> DOCUMENT EXCERPT:
******

At the mainline railway station serving the nearby East Midlands Airport, its giant cooling towers rise up seemingly within touching distance of the track and platform.
But at the end of this month, the site in central England will close its doors, signaling the end to polluting coal-powered electricity in the UK, in a landmark first for any G7 nation.
“It’ll seem very strange because it has always been there,” said David Reynolds, a 74-year-old retiree who saw the site being built as a child before it began operations in 1967.
“When I was younger you could go down certain parts and you saw nothing but coal pits,” he told AFP.
Energy transition
Coal has played a vital part in British economic history, powering the Industrial Revolution of the 18th and 19th centuries that made the country a global superpower, and creating London’s infamous choking smog.
Even into the 1980s, it still represented 70% of the country’s electricity mix before its share declined in the 1990s.
In the last decade the fall has been even sharper, slumping to 38% in 2013, 5.0% in 2018 then just 1.0% last year.
In 2015, the then Conservative government said that it intended to shut all coal-fired power stations by 2025 to reduce carbon emissions.
Jess Ralston, head of energy at the Energy and Climate Intelligence Unit think-tank, said the UK’s 2030 clean-energy target was “very ambitious.”
But she added: “It sends a very strong message that the UK is taking climate change as a matter of great importance and also that this is only the first step.”
By last year, natural gas represented a third of the UK’s electricity production, while a quarter came from wind power and 13 percent from nuclear power, according to electricity operator National Grid ESO.
“The UK managed to phase coal out so quickly largely through a combination of economics and then regulations,” Ralston said.

******

> PROBLEMS:
**a)** From the article on Britain's coal phase-out, extract the passage that begins at the words "But at the end" and stops after "any G7 nation.".
**b)** Render this sentence from the coal phase-out article in Spanish: "In 2015, the then Conservative government said that it intended to shut all coal-fired power stations by 2025 to reduce carbon emissions."
**c)** Write what comes next in the article on Britain's coal phase-out, picking up after its final sentence.
The items that come next have no connection to the article on Britain's last coal power station.

> EXTRACTED INFORMATION:
******

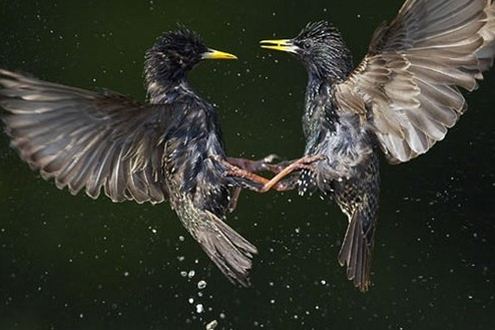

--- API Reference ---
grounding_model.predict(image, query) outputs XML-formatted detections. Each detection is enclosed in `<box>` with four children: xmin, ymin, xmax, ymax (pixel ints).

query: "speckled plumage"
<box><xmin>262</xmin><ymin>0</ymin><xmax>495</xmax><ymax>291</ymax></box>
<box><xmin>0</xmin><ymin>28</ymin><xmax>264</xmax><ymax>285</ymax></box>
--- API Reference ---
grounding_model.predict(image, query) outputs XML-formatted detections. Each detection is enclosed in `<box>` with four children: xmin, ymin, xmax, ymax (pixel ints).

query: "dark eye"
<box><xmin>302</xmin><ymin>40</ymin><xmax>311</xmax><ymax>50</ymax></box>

******

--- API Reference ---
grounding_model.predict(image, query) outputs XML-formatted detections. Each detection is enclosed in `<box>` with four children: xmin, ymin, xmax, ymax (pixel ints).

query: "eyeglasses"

******

> WRITTEN RESPONSES:
**a)**
But at the end of this month, the site in central England will close its doors, signaling the end to polluting coal-powered electricity in the UK, in a landmark first for any G7 nation.

**b)** En 2015, el entonces gobierno conservador dijo que tenía la intención de cerrar todas las centrales eléctricas de carbón para 2025 con el fin de reducir las emisiones de carbono.

**c)**
“So larger power plants like coal plants had regulations put on them because of all the sulphur dioxide, nitrous oxides, all the emissions coming from the plant and that meant that it was no longer economically attractive to invest in those sorts of plants.”
The new Labour government launched its flagship green energy plan after its election win in July, with the creation of a publicly owned body to invest in offshore wind, tidal power and nuclear power.
The aim is to make Britain a superpower once more, this time in “clean energy.”
As such, Ratcliffe-on-Soar’s closure on September 30 is a symbolic step in the UK’s ambition to decarbonize electricity by 2030, and become carbon neutral by 2050.
It will make the country the first in the G7 of rich nations to do away entirely with coal power electricity.
Italy plans to do so by next year, France in 2027, Canada in 2030 and Germany in 2038. Japan and the United States have no set dates.
- ‘End of an era’ –
In recent years, Ratcliffe-on-Soar Power Station, which had the potential to power two million homes, has been used only when big spikes in electricity use were expected, such as during a cold snap in 2022 or the 2023 heatwave.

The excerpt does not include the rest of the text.